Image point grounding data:
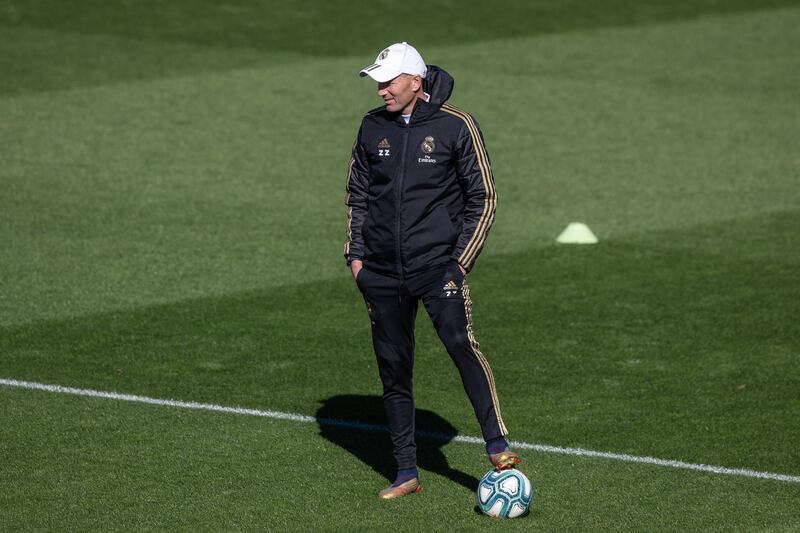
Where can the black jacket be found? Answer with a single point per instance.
(419, 195)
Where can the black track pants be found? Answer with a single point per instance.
(392, 306)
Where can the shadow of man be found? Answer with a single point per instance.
(357, 424)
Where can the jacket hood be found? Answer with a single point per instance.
(439, 84)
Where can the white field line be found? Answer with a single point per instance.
(580, 452)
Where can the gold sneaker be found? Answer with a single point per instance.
(409, 487)
(505, 459)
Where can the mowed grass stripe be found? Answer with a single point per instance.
(58, 389)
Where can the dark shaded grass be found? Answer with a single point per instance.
(88, 464)
(54, 45)
(678, 345)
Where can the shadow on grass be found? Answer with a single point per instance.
(356, 423)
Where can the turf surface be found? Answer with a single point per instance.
(172, 220)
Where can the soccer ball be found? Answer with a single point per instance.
(505, 494)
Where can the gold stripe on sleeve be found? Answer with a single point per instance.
(490, 199)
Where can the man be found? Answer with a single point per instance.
(421, 200)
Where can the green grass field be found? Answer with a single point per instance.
(172, 221)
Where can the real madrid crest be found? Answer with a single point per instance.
(428, 145)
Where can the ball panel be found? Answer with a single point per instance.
(505, 494)
(484, 493)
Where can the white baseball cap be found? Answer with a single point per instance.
(399, 58)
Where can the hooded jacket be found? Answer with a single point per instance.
(419, 195)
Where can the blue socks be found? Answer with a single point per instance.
(405, 474)
(496, 445)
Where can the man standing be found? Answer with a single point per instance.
(421, 200)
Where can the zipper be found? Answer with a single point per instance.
(399, 199)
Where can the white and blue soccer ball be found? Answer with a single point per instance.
(505, 494)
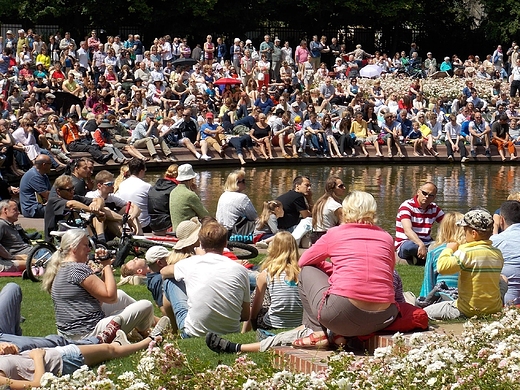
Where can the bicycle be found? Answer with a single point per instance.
(131, 243)
(39, 257)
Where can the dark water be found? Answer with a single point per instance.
(460, 187)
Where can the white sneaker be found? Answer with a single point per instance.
(121, 338)
(162, 325)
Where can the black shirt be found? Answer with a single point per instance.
(293, 202)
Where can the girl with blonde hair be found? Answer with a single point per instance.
(449, 231)
(279, 278)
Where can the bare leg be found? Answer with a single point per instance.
(97, 353)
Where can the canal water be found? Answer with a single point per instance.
(460, 186)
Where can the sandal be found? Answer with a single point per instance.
(312, 341)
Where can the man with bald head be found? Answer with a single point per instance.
(35, 187)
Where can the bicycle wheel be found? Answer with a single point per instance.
(37, 260)
(243, 251)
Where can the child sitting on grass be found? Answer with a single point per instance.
(479, 264)
(278, 282)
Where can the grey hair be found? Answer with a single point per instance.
(69, 241)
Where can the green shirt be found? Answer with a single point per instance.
(184, 205)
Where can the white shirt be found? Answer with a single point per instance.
(136, 190)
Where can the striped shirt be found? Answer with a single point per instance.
(479, 265)
(422, 220)
(286, 308)
(77, 312)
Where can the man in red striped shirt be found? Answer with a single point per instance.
(413, 224)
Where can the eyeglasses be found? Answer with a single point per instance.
(427, 194)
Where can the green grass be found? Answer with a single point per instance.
(38, 310)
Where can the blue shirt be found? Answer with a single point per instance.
(32, 182)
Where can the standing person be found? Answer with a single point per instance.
(480, 288)
(501, 138)
(158, 201)
(346, 300)
(414, 222)
(35, 185)
(509, 243)
(184, 201)
(223, 280)
(297, 203)
(233, 205)
(135, 190)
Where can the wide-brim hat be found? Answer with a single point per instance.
(185, 172)
(105, 124)
(188, 233)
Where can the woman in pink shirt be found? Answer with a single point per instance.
(300, 55)
(353, 293)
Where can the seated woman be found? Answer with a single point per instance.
(327, 211)
(449, 231)
(261, 135)
(84, 304)
(233, 205)
(339, 295)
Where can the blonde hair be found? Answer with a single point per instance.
(124, 173)
(514, 196)
(231, 184)
(69, 241)
(359, 207)
(282, 255)
(268, 209)
(449, 231)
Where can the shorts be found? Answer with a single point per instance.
(72, 358)
(8, 266)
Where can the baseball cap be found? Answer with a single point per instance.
(156, 253)
(479, 219)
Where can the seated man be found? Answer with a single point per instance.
(35, 187)
(481, 288)
(114, 205)
(211, 134)
(224, 284)
(62, 199)
(414, 222)
(13, 248)
(479, 133)
(297, 204)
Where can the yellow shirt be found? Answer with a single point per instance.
(479, 265)
(360, 130)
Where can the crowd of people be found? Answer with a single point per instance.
(115, 99)
(345, 285)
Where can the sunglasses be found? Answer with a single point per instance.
(427, 194)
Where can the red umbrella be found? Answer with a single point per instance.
(227, 81)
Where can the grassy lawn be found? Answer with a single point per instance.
(38, 310)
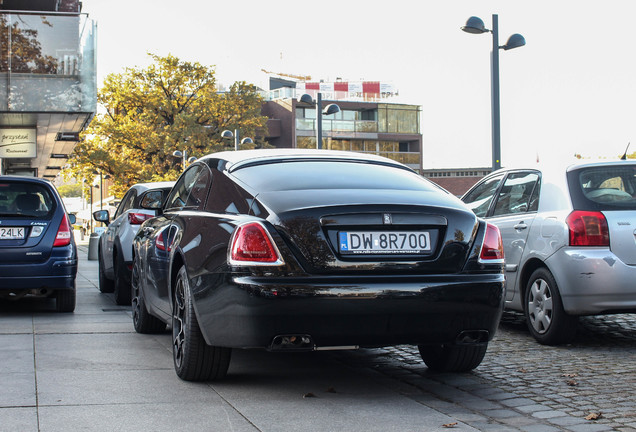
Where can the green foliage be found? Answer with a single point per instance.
(149, 113)
(70, 190)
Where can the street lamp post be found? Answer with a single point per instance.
(228, 134)
(475, 25)
(329, 109)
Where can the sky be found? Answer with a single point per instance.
(570, 90)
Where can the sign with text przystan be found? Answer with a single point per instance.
(18, 143)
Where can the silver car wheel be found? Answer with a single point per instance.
(540, 307)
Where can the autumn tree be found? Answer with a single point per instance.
(151, 112)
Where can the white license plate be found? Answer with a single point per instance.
(384, 242)
(11, 233)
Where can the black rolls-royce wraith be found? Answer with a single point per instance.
(312, 250)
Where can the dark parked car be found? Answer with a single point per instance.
(38, 257)
(115, 244)
(314, 250)
(568, 235)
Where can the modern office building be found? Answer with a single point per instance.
(48, 88)
(367, 122)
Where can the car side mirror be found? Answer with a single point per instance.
(152, 200)
(101, 216)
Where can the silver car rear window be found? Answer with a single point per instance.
(606, 187)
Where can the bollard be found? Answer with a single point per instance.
(93, 243)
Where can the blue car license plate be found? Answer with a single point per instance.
(11, 233)
(384, 242)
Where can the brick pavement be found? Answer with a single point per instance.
(522, 385)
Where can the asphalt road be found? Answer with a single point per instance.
(91, 371)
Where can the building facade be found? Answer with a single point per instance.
(365, 123)
(48, 88)
(456, 180)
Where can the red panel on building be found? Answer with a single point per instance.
(371, 87)
(340, 86)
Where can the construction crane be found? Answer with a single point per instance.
(298, 77)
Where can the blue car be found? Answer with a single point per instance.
(38, 256)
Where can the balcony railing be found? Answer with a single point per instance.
(366, 126)
(47, 63)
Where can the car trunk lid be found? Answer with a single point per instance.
(622, 231)
(338, 231)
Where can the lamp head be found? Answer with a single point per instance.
(514, 41)
(331, 109)
(306, 99)
(474, 25)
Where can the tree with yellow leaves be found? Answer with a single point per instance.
(151, 112)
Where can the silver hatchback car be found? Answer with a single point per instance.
(569, 238)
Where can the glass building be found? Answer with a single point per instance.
(48, 88)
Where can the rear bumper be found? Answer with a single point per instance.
(249, 312)
(593, 281)
(56, 273)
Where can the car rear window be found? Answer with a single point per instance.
(609, 187)
(329, 174)
(23, 199)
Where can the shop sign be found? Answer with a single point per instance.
(18, 143)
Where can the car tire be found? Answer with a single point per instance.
(548, 323)
(65, 300)
(194, 359)
(143, 321)
(105, 285)
(122, 284)
(452, 358)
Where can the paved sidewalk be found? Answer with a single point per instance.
(90, 371)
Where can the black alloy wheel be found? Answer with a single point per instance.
(194, 359)
(143, 321)
(548, 323)
(452, 358)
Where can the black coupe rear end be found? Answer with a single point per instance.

◆ Brief ◆
Print out the records in full and exactly, dropping every picture.

◆ Output ◆
Where can the black jacket be found? Answer with a single point per instance.
(419, 195)
Where can the black track pants be found? Answer with a single point per instance.
(392, 306)
Where can the shadow of man be found? Answer with a single point per instance.
(357, 424)
Where can the jacket hood be found? Answer with a single point per instance.
(439, 84)
Where can the white field line be found? Answer with a single point per instance.
(580, 452)
Where can the gold sneaker be found? Answer with a single point per instance.
(409, 487)
(505, 459)
Where can the mowed grass stripe be found? Answer with a single point per instance.
(58, 389)
Where can the dark shaded grass be found? Answer with a single point per instance.
(88, 464)
(54, 45)
(678, 345)
Where can the shadow on grass be found? Answer with a single point per instance.
(356, 423)
Where can the turf surface be found? Answer with a single point per instance.
(172, 220)
Where can the soccer ball be found? Answer with a single point per instance.
(505, 494)
Where can the gold stripe on sleeve be found? Answer with a single point per instance.
(490, 199)
Where can the man be found? Answer with a single point per instance.
(421, 200)
Where can the green grass field be found? Answer with a single point per instance.
(172, 221)
Where can the real madrid crest be found? Answer with a single point per instance.
(428, 145)
Where can the ball panel be found? Answer with a single point per instance.
(505, 494)
(484, 493)
Where can the white baseball cap be found? Answer with a single point per instance.
(399, 58)
Where can the hooded jacket be found? Answer with a single point per instance.
(419, 195)
Where can the blue socks be found? Answer with a single point per instance.
(405, 474)
(496, 445)
Where can the man standing be found? Answer with a single point per instance.
(421, 200)
Where can the zipper be found? Answer with a single point per instance.
(399, 199)
Where can the white and blue soccer ball be found? Answer with a single point per instance.
(505, 494)
Where can the bicycle be found? Answer with a single point per instance.
(131, 243)
(39, 257)
Where can the dark water be found? Answer with a single point per instance.
(460, 187)
Where can the white sneaker be found? Answer with a single point per instance.
(121, 338)
(162, 325)
Where can the black shirt be found? Answer with a single point per instance.
(293, 202)
Where can the girl with blonde hair be found? Answer with a single point per instance.
(449, 231)
(279, 278)
Where can the bare leg be found? Answer with a single point per instance.
(97, 353)
Where can the canal water be found? Answer with a single point per instance.
(460, 186)
Where can the sandal be found? Answer with a single point per instance.
(312, 341)
Where can the man with bald head be found? Answer with a single point per instance.
(35, 187)
Where can the bicycle wheel be found? Answer with a single point per instance.
(37, 260)
(243, 251)
Where can the child sitting on grass be found? Answer with a single point per instance.
(479, 264)
(278, 282)
Where can the grey hair be found? Answer with a single point per instance.
(69, 241)
Where can the green shirt be found? Answer with a single point per instance.
(184, 205)
Where can the white shirt be found? Answer with a single point per instance.
(136, 190)
Where can the striped shirt be found? Answer with a single point per instance.
(479, 265)
(422, 220)
(286, 308)
(77, 312)
Where can the man in red striped shirt be found? Answer with a single point per instance.
(413, 224)
Where can the eyeglasses be found? Answer with a single point per instance.
(427, 194)
Where can the green grass be found? Answer with a single point per instance.
(38, 310)
Where can the blue shirt be found? Answer with a single point per instance.
(32, 182)
Where can the standing person be found? Answer with a single point per instance.
(480, 288)
(501, 138)
(158, 201)
(346, 300)
(414, 222)
(35, 185)
(509, 243)
(184, 201)
(223, 280)
(297, 203)
(233, 205)
(135, 190)
Where can the wide-brim hat be found? Answer with a single point per instance.
(185, 172)
(105, 124)
(188, 233)
Where can the woman in pink shirt be found? Answer with a single point per instance.
(300, 55)
(353, 293)
Where can the seated woman be found? Answer with a single point per instance.
(327, 211)
(449, 231)
(261, 135)
(84, 304)
(233, 205)
(339, 295)
Where can the blonde hair be found? Answer with a single point per instance.
(124, 173)
(514, 196)
(231, 184)
(69, 241)
(359, 207)
(282, 255)
(268, 209)
(449, 231)
Where can the shorts be found? Answer with a single point per instance.
(72, 358)
(8, 266)
Where can the baseball cap be found? Answer with a single point per instance.
(156, 253)
(479, 219)
Where can the seated man be found? Answer with a single point per instance.
(35, 187)
(481, 288)
(114, 205)
(211, 134)
(224, 284)
(62, 199)
(414, 222)
(13, 248)
(479, 133)
(297, 204)
Where can the yellow shirt be found? Answer with a single point per instance.
(479, 265)
(360, 130)
Where can the crowd of people be found? Answer with a single point per instance.
(115, 99)
(345, 285)
Where can the sunglasses be found? Answer with a single point per instance.
(427, 194)
Where can the red umbrella be found? Answer with a single point per instance.
(227, 81)
Where can the grassy lawn be found? Answer with a single point per instance.
(38, 310)
Where can the green foliage be found? Answer with a single point per instance.
(149, 113)
(70, 190)
Where can the street lamp post be found? Answer with a single point per instance.
(228, 134)
(475, 25)
(329, 109)
Where can the sky be found? Answer with a single point per instance.
(570, 90)
Where can the sign with text przystan be found? Answer with a single point per instance.
(18, 143)
Where can the silver car wheel be found? Answer with a single point per instance.
(540, 307)
Where can the autumn tree be found? Answer with a single point per instance.
(151, 112)
Where can the white license plate be found? Answer with a single point per instance.
(384, 242)
(11, 233)
Where can the black rolls-royce wraith be found? Answer with a single point per instance.
(312, 250)
Where can the dark parked car be found? Answer with a single point per instance.
(38, 257)
(115, 244)
(314, 250)
(568, 235)
Where can the modern office building be found? Answer with a single point per instance.
(48, 88)
(367, 122)
Where can the car side mirror be found? Answer with a single point per instance.
(152, 200)
(101, 216)
Where can the silver car rear window be found? Answer with a single point per instance.
(606, 187)
Where can the bollard be found? Answer with a single point per instance.
(93, 243)
Where can the blue car license plate be found? Answer with a single point per instance.
(11, 233)
(384, 242)
Where can the brick pavement be found? Answer with a single point per instance.
(522, 385)
Where can the asphalt road be found? Answer with a single point per instance.
(91, 371)
Where can the building facade be found? Answer with a single point per instance.
(365, 123)
(48, 88)
(456, 180)
Where can the red panel on building be found? Answer with a single point per instance.
(371, 87)
(340, 86)
Where can the construction crane be found? Answer with a single point per instance.
(298, 77)
Where can the blue car be found? Answer with a single point per instance.
(38, 256)
Where can the balcony railing be found? Answer with a single point per instance.
(366, 126)
(47, 63)
Where can the car trunk lid be found? Answer with a single point per instance.
(622, 231)
(338, 231)
Where can the lamp head be found? Answer with a single point per instance.
(514, 41)
(331, 109)
(306, 99)
(474, 25)
Where can the tree with yellow leaves be found? Answer with a single point per instance.
(151, 112)
Where can the silver hatchback car be found? Answer with a single point per instance.
(569, 238)
Where can the glass building be found? Answer with a single point per instance.
(48, 88)
Where can the rear bumper be found? Answer with a single point per instance.
(249, 312)
(593, 281)
(56, 273)
Where can the car rear window be found? Answer with a single point per instance.
(609, 187)
(329, 174)
(23, 199)
Where can the shop sign be found? Answer with a single point per instance.
(18, 143)
Where can the car tire be found? Answer with a single point per instance.
(548, 323)
(65, 300)
(194, 359)
(143, 321)
(105, 285)
(122, 284)
(452, 358)
Where can the paved sidewalk be found? Answer with a single point per instance.
(90, 371)
Where can the black alloy wheel be found? Answer with a single point per instance.
(194, 359)
(143, 321)
(548, 323)
(452, 358)
Where can the black coupe rear end be found? Answer with a single point per instance.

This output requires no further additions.